== Records for this task

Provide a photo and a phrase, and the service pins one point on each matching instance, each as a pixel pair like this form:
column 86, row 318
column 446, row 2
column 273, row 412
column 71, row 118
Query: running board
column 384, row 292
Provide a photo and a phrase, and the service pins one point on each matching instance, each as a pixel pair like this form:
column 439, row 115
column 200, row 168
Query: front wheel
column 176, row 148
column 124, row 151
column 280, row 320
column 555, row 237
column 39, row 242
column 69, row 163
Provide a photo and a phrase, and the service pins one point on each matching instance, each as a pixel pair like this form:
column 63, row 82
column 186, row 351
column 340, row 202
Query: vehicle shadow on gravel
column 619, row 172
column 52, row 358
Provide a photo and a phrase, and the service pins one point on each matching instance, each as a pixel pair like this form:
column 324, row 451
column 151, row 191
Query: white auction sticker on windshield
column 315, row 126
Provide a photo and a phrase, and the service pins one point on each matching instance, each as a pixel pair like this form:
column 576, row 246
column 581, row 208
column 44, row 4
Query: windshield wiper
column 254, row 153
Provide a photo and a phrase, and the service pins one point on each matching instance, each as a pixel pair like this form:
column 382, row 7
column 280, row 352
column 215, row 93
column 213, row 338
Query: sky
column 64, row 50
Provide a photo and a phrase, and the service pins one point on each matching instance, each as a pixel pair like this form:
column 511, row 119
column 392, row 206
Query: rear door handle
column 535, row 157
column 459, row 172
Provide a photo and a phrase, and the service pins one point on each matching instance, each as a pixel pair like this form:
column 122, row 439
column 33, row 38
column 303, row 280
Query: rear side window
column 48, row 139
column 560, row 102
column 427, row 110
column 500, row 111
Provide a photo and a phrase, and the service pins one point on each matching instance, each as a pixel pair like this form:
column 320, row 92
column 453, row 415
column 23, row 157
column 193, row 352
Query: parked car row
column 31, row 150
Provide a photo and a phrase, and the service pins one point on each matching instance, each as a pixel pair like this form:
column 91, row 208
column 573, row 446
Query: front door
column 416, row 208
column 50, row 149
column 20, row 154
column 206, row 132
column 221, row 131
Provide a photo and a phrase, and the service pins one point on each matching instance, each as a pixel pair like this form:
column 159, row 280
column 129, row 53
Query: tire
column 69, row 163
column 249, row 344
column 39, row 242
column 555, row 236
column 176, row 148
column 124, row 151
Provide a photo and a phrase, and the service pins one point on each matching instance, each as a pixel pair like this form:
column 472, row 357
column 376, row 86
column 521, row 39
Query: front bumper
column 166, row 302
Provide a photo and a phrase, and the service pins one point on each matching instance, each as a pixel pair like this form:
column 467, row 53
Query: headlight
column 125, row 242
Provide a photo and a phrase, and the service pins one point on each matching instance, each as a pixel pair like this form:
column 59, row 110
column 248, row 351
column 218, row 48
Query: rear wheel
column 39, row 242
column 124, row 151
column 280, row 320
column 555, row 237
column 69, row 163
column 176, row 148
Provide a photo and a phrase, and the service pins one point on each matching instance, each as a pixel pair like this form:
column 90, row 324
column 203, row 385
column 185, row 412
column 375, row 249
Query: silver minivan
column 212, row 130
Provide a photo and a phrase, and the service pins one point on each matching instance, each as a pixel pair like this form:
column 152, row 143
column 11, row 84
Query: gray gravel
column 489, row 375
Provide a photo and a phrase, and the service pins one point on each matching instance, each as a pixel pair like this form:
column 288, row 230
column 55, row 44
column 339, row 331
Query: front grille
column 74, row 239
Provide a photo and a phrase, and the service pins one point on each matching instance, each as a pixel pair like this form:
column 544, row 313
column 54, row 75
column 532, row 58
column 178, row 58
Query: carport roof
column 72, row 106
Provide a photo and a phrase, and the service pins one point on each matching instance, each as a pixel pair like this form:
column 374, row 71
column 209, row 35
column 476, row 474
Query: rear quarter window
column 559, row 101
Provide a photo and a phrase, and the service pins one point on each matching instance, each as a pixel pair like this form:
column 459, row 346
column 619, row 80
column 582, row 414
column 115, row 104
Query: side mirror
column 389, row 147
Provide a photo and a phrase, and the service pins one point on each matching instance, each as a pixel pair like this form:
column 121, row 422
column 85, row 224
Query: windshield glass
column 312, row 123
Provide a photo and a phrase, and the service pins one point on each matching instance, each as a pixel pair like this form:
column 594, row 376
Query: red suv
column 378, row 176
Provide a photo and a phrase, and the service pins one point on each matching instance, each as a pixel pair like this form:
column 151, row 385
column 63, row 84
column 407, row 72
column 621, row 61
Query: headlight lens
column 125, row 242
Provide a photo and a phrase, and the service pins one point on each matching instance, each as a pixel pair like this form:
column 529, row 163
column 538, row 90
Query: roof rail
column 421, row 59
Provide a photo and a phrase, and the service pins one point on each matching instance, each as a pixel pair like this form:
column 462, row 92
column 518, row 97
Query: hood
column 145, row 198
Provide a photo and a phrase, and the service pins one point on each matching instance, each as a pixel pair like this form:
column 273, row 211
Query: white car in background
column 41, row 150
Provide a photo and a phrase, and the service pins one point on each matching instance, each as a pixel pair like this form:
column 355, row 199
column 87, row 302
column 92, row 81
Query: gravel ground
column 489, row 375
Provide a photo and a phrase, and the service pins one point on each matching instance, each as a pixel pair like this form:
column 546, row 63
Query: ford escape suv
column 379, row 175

====

Work to be completed
Scan the listing above for the line that has "Query: windshield wiper", then copy exactly from that line through the line that has "column 573, row 446".

Finished exercise
Query: windshield wiper
column 254, row 153
Provide a photo and a phrase, and the service pins one point on each matching instance, each as a pixel pair like this form:
column 382, row 7
column 280, row 352
column 215, row 93
column 213, row 338
Query: sky
column 64, row 50
Provide a photo and a phrase, and the service pins one point on each matching instance, each as a pixel pair like this form:
column 511, row 119
column 392, row 206
Query: rear door handle
column 535, row 157
column 459, row 172
Provide a photo and a phrase, and the service pins one point on each matching instance, each as a pixel pair like this form:
column 122, row 439
column 33, row 38
column 303, row 280
Query: rear side window
column 48, row 139
column 560, row 102
column 427, row 110
column 500, row 111
Provide a photo and a phrase, and the service pins one point on each matching instance, each as a pixel pair like this form:
column 320, row 92
column 453, row 415
column 23, row 157
column 193, row 352
Query: parked car row
column 31, row 150
Provide a photo and a phrase, and the service pins one point on each matching instance, each as a pixel pair like this form:
column 91, row 208
column 573, row 446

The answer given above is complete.